EXERCISE: Beginning at the line that contains "segment --target silver", transcribe the remaining lines of the listing exactly; include the final line and omit everything before.

──────── RECORD EXCERPTS

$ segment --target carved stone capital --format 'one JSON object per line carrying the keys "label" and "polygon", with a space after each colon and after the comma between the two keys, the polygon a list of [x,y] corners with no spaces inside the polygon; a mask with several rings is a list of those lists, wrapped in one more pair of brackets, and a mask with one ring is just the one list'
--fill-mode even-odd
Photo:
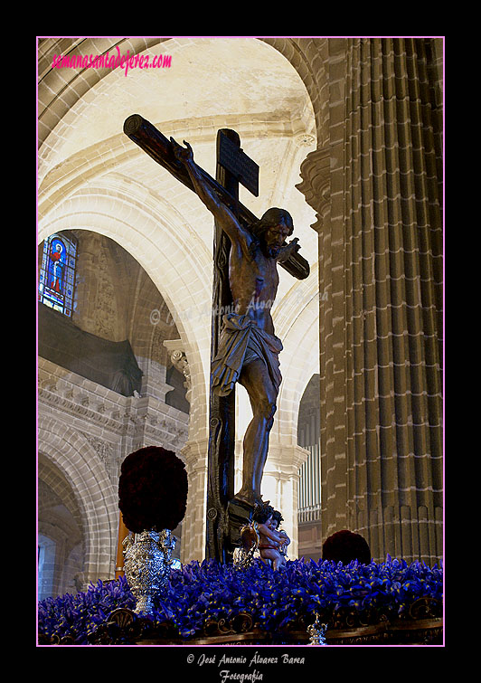
{"label": "carved stone capital", "polygon": [[174,367],[182,373],[185,378],[184,386],[186,389],[185,399],[191,403],[192,396],[192,381],[189,362],[184,350],[184,345],[181,339],[166,339],[164,346],[168,351],[169,358]]}
{"label": "carved stone capital", "polygon": [[316,212],[318,221],[311,227],[319,232],[331,200],[330,148],[322,147],[310,152],[300,167],[302,183],[296,185],[306,201]]}

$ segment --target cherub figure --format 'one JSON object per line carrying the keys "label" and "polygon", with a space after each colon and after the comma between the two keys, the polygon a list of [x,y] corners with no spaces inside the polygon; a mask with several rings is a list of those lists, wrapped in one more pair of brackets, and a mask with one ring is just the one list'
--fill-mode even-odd
{"label": "cherub figure", "polygon": [[254,513],[259,533],[259,551],[263,562],[270,560],[273,569],[277,570],[286,564],[286,547],[290,538],[285,531],[278,530],[282,520],[280,512],[275,510],[269,503],[259,506]]}

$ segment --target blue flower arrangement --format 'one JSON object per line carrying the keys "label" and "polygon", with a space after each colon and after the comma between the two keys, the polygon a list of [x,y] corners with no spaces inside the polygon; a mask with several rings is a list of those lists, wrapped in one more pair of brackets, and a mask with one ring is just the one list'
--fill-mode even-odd
{"label": "blue flower arrangement", "polygon": [[[288,631],[314,612],[335,623],[340,614],[401,618],[420,598],[442,602],[442,569],[422,562],[391,559],[368,564],[331,560],[293,560],[273,571],[256,560],[245,571],[214,560],[192,562],[171,574],[154,622],[170,622],[183,639],[200,636],[210,621],[231,620],[249,612],[254,626],[272,634]],[[86,593],[47,598],[39,603],[39,634],[70,637],[87,644],[108,613],[133,609],[136,600],[125,578],[90,584]],[[362,619],[361,619],[362,621]],[[375,622],[375,621],[374,621]]]}

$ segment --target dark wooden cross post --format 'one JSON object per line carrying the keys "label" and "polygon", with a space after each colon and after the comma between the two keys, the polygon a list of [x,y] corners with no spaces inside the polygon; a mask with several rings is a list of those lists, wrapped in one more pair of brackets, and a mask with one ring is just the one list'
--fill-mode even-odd
{"label": "dark wooden cross post", "polygon": [[[222,128],[217,133],[216,180],[236,203],[239,203],[239,183],[255,196],[259,195],[259,166],[240,149],[235,130]],[[239,212],[234,213],[238,217]],[[229,237],[216,223],[211,361],[217,354],[222,314],[231,309],[233,303],[229,285],[230,251]],[[209,425],[206,554],[227,564],[233,552],[228,505],[234,496],[235,390],[228,396],[218,396],[211,389]]]}
{"label": "dark wooden cross post", "polygon": [[[169,171],[183,185],[194,191],[189,174],[174,154],[172,143],[149,121],[133,114],[124,122],[124,133],[157,164]],[[256,196],[259,194],[259,167],[240,147],[239,136],[229,129],[220,130],[217,137],[216,179],[200,169],[218,197],[232,211],[243,227],[250,229],[257,217],[239,202],[239,182]],[[211,357],[217,351],[222,324],[222,312],[232,303],[229,287],[230,241],[219,226],[214,235],[214,282],[212,292]],[[295,278],[304,280],[309,265],[299,253],[279,263]],[[246,511],[229,503],[234,490],[235,394],[212,396],[210,392],[210,438],[207,487],[207,556],[222,563],[229,562],[233,551],[235,533],[230,526],[238,526]]]}

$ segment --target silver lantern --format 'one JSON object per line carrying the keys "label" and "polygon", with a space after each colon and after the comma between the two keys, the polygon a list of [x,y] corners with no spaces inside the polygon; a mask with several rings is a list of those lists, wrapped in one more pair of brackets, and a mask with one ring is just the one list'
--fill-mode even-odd
{"label": "silver lantern", "polygon": [[176,538],[170,529],[146,530],[124,539],[124,571],[137,599],[134,612],[151,614],[167,583]]}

────────────────

EXPECTED OUTPUT:
$ segment --target silver lantern --format 'one JSON object per line carrying the keys "label" and "polygon", with a space after each colon and after the comma between the two keys, the polygon a list of [x,y] corners with no spaces inside the polygon; a mask with several rings is a list of those lists, wrapped in one more pair of brackets, and a mask with one ring is just the one list'
--fill-mode even-odd
{"label": "silver lantern", "polygon": [[176,538],[170,529],[146,530],[124,539],[124,571],[137,599],[134,612],[151,614],[167,583]]}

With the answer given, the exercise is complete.